Your instructions —
Duplicate everything from the line containing "yellow leaf, one point per instance." down to the line containing "[[76, 296], [50, 280], [16, 163]]", including both of those lines, and reproduce nothing else from the rows.

[Entries from a point annotation set]
BEGIN

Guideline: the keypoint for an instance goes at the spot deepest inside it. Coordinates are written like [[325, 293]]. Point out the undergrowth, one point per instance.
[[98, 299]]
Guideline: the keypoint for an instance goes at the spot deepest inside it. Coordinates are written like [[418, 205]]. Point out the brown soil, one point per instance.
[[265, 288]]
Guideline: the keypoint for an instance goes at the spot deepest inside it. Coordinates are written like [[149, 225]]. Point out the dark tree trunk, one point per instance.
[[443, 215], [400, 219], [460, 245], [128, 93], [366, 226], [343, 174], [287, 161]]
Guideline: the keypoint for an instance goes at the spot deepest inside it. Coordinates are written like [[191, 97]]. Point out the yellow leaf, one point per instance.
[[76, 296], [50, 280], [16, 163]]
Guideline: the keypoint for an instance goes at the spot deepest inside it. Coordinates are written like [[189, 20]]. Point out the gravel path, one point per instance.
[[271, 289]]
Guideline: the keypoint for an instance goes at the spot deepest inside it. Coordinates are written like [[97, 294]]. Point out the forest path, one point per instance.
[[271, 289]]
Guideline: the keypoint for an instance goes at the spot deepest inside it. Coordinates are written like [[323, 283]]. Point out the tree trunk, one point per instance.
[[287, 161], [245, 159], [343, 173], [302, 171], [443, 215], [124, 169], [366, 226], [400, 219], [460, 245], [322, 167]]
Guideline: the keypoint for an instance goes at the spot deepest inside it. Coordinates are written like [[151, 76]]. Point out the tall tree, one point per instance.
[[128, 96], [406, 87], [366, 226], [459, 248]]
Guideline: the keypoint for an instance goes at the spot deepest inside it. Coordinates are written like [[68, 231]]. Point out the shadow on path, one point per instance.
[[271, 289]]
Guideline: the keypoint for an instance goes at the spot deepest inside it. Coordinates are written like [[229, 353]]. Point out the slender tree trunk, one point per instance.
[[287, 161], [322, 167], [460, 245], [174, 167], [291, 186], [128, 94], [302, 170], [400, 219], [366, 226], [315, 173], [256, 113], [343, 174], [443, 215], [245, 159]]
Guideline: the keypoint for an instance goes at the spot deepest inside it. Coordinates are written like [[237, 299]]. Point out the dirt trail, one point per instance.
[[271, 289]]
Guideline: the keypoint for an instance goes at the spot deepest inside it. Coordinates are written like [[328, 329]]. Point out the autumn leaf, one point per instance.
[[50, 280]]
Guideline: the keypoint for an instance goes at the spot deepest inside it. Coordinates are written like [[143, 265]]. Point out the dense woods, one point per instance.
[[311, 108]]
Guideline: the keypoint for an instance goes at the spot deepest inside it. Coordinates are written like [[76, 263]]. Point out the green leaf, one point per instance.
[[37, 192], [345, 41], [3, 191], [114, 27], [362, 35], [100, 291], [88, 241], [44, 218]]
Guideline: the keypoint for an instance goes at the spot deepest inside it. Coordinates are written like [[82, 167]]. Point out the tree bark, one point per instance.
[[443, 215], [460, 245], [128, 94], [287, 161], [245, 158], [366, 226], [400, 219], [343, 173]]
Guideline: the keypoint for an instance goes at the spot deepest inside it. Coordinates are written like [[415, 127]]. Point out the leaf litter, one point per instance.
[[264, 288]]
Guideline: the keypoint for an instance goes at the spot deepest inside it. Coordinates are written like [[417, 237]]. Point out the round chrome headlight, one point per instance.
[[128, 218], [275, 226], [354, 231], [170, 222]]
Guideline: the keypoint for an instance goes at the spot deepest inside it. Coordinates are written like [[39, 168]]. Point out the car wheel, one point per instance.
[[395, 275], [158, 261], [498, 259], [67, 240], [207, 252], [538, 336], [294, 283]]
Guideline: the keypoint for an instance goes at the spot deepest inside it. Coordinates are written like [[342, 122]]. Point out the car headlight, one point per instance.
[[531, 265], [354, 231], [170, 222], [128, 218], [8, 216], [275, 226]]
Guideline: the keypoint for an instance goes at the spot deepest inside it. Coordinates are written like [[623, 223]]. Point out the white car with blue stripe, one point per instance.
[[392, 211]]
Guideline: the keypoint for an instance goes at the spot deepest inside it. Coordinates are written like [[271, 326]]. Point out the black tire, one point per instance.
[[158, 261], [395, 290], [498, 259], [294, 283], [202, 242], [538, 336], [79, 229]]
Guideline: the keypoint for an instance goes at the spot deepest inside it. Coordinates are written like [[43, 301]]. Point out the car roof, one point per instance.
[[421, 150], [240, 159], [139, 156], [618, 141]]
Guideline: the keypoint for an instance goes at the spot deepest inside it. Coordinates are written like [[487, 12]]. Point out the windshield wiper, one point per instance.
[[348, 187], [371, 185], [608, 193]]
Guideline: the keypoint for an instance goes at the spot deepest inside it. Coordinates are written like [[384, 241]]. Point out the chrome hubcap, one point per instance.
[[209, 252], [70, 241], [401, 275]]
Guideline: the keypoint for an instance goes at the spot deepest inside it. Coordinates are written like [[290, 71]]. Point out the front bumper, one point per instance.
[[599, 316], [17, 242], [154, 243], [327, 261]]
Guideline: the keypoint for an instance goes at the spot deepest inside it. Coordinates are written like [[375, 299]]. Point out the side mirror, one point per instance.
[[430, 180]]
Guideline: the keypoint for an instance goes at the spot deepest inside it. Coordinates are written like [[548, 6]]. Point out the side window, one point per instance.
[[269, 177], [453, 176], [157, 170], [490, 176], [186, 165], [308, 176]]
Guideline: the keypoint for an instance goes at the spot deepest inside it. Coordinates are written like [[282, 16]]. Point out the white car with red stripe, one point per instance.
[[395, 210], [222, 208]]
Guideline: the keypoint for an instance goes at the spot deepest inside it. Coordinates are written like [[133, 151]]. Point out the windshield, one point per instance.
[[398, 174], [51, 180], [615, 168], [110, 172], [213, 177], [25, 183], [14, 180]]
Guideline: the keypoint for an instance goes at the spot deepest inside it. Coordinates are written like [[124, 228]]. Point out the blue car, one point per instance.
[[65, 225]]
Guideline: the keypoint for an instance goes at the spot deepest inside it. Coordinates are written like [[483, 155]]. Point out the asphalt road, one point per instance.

END

Completed task —
Guideline: the keypoint for an instance goes at the spot deepest inside it. Coordinates are written like [[191, 97]]. Point out the yellow leaf, one point per instance.
[[76, 296], [50, 280], [16, 163]]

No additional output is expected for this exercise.